** START OF Source extract **

The audio tour continued around the right (south) side, past the south transept.


‏‎4:52 PM – León: Catedral de Santa María – view down right (S) aisle toward ambulatory from S transept near choir.

Before entering the semicircular ambulatory, around the back of the main altar, there are two important chapels: Capilla del Carmen and Capilla del Santo Cristo.


‏‎4:59 PM – León: Catedral de Santa María –altar of Capilla del Carmen.

In the south aisle, just after the crossing and just before reaching the ambulatory, is the Capilla del Carmen, which has an 18th-century altarpiece with images of St. Joseph (center), St. Alfonso, María de Liguori, St. Benedict, and St. Michael.
However, the most interesting feature of this chapel is the 13th-century tomb of Bishop Rodrigo Álvarez (Bishop of León 1209-1232). In the church and its cloister are many tombs, some from the old Romanesque cathedral and therefore prior to the current building. This one, the best conserved tomb in the Cathedral, features the recumbent bishop and a façade with scenes from his works of mercy (on the front of the sarcophagus, the servants of the deceased distribute bread to a group of poor), funeral liturgy (surrounded by priests who officiate the funeral and a group of people who cry), and the crucifixion of Christ (in the tympanum). [Photos of this tomb are sometimes misidentified as being of the similar tomb of Bishop Martín Rodríguez el Zamorano (see photo 1367), which is patterned on this one, but not as well preserved.]


‏‎5:00 PM – León: Catedral de Santa María – Capilla del Carmen: baptismal font and paschal candle (with altar at right; tomb of Bishop Rodrigo Álvarez at left).

** END OF Source extract **
** START OF Listed records **

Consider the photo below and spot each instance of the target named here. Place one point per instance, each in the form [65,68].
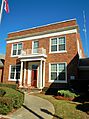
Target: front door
[34,75]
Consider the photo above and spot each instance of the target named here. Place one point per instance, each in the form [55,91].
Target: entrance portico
[32,71]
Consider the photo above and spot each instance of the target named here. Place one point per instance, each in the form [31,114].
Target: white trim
[42,36]
[24,73]
[41,74]
[43,25]
[58,81]
[44,74]
[16,49]
[9,79]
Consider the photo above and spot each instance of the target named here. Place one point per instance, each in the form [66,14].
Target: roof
[49,28]
[2,56]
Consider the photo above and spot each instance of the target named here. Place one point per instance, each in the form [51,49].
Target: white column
[21,74]
[44,75]
[41,74]
[24,73]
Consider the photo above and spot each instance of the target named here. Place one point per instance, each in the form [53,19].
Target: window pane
[54,48]
[36,44]
[12,75]
[12,72]
[12,68]
[18,68]
[54,41]
[20,46]
[14,46]
[19,52]
[61,47]
[61,67]
[53,75]
[14,52]
[61,76]
[53,67]
[35,50]
[18,71]
[62,40]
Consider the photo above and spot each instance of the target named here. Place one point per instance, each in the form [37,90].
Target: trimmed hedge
[6,105]
[67,93]
[12,99]
[14,86]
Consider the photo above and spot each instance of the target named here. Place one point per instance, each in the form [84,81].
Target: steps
[30,90]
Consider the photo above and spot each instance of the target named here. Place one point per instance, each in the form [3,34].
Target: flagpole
[85,33]
[1,10]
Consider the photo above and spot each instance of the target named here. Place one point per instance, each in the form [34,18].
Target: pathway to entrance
[34,108]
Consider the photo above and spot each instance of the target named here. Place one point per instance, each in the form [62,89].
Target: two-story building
[43,55]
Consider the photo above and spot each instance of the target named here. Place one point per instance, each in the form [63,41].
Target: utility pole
[85,33]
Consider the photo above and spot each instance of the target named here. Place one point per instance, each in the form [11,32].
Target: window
[35,46]
[15,72]
[58,72]
[58,44]
[17,49]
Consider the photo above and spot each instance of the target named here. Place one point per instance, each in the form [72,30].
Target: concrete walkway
[34,108]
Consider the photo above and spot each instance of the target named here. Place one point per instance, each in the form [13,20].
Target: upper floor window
[58,44]
[14,72]
[16,49]
[35,46]
[58,72]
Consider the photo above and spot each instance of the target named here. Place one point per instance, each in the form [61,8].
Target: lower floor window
[15,72]
[58,72]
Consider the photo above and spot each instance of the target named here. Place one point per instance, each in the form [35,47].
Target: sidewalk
[34,108]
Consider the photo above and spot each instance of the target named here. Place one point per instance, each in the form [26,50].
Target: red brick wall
[43,28]
[69,56]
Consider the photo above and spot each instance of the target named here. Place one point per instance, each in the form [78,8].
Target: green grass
[65,109]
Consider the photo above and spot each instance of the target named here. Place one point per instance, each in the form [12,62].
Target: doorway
[34,75]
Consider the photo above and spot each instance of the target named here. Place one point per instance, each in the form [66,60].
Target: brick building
[2,59]
[44,55]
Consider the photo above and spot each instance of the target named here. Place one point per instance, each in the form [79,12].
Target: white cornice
[43,36]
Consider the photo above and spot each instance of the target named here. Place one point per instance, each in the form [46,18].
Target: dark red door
[34,78]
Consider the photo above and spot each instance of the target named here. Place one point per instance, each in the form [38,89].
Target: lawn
[65,109]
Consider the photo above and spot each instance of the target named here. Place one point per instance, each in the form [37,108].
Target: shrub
[14,86]
[2,92]
[15,98]
[67,93]
[6,105]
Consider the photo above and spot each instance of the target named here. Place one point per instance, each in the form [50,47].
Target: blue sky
[26,14]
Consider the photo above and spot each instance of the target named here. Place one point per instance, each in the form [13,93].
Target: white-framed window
[14,72]
[35,46]
[58,72]
[16,49]
[58,44]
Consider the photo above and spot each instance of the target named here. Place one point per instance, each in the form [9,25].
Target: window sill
[58,52]
[58,81]
[14,55]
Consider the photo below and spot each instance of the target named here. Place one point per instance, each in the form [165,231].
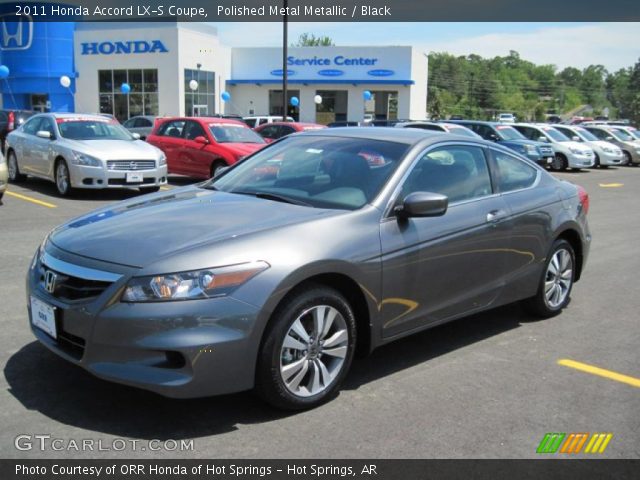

** END OF Listed records **

## What is being asked
Could you reproduce the entire León cathedral passage word for word? The records aren't needed for anything here.

## Solution for this exercise
The audio tour continued around the right (south) side, past the south transept.


‏‎4:52 PM – León: Catedral de Santa María – view down right (S) aisle toward ambulatory from S transept near choir.

Before entering the semicircular ambulatory, around the back of the main altar, there are two important chapels: Capilla del Carmen and Capilla del Santo Cristo.


‏‎4:59 PM – León: Catedral de Santa María –altar of Capilla del Carmen.

In the south aisle, just after the crossing and just before reaching the ambulatory, is the Capilla del Carmen, which has an 18th-century altarpiece with images of St. Joseph (center), St. Alfonso, María de Liguori, St. Benedict, and St. Michael.
However, the most interesting feature of this chapel is the 13th-century tomb of Bishop Rodrigo Álvarez (Bishop of León 1209-1232). In the church and its cloister are many tombs, some from the old Romanesque cathedral and therefore prior to the current building. This one, the best conserved tomb in the Cathedral, features the recumbent bishop and a façade with scenes from his works of mercy (on the front of the sarcophagus, the servants of the deceased distribute bread to a group of poor), funeral liturgy (surrounded by priests who officiate the funeral and a group of people who cry), and the crucifixion of Christ (in the tympanum). [Photos of this tomb are sometimes misidentified as being of the similar tomb of Bishop Martín Rodríguez el Zamorano (see photo 1367), which is patterned on this one, but not as well preserved.]


‏‎5:00 PM – León: Catedral de Santa María – Capilla del Carmen: baptismal font and paschal candle (with altar at right; tomb of Bishop Rodrigo Álvarez at left).